:: WHAT IS EXPECTED ::
Output every entry exactly as given.

:: EXTRACTED RECORDS ::
════════════════

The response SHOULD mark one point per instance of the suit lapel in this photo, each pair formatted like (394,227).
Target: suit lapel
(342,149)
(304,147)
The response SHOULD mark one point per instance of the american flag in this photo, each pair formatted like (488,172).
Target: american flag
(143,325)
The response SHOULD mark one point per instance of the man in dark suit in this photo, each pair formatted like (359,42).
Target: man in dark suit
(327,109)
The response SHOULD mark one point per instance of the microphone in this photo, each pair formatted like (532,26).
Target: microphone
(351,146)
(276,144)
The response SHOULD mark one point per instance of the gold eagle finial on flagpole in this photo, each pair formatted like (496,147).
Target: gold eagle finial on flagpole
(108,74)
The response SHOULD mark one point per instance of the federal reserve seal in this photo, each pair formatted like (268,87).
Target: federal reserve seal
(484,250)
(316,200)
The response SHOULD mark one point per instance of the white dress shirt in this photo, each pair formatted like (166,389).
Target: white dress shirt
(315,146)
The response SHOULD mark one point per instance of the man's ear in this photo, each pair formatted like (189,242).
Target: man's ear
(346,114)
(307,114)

════════════════

:: ANSWER TO THIS EXERCISE ::
The response SHOULD mark one point per instance of the suit lapel in this photo, each pair formatted like (394,227).
Target: suit lapel
(342,149)
(304,147)
The response SHOULD mark one point per instance of the american flag in this photo, each pair formatted like (488,172).
Target: american flag
(143,325)
The response SHOULD mark one point per instance of the man in dark suit in this photo, each pair formatted like (359,42).
Target: man in dark suit
(327,109)
The response SHOULD mark one point per instance of the microphone in this photo, each pair formatted like (532,26).
Target: microphone
(351,146)
(276,144)
The response SHOULD mark one point per instance of the gold eagle finial on flagpole in this photo, each pair formatted like (496,147).
Target: gold eagle finial on flagpole
(108,74)
The response SHOULD mark one point per instance of the federal reserve seal in this photo, each pair formatted like (268,87).
Target: federal reserve seal
(484,250)
(316,200)
The response SHOULD mark one point per instance of the white dress shirt in this photo, each pair formatted like (166,389).
Target: white dress shirt
(315,146)
The response SHOULD mark one point per instance of the man's ear in this photo, each pair formatted like (189,242).
Target: man's ear
(346,114)
(307,114)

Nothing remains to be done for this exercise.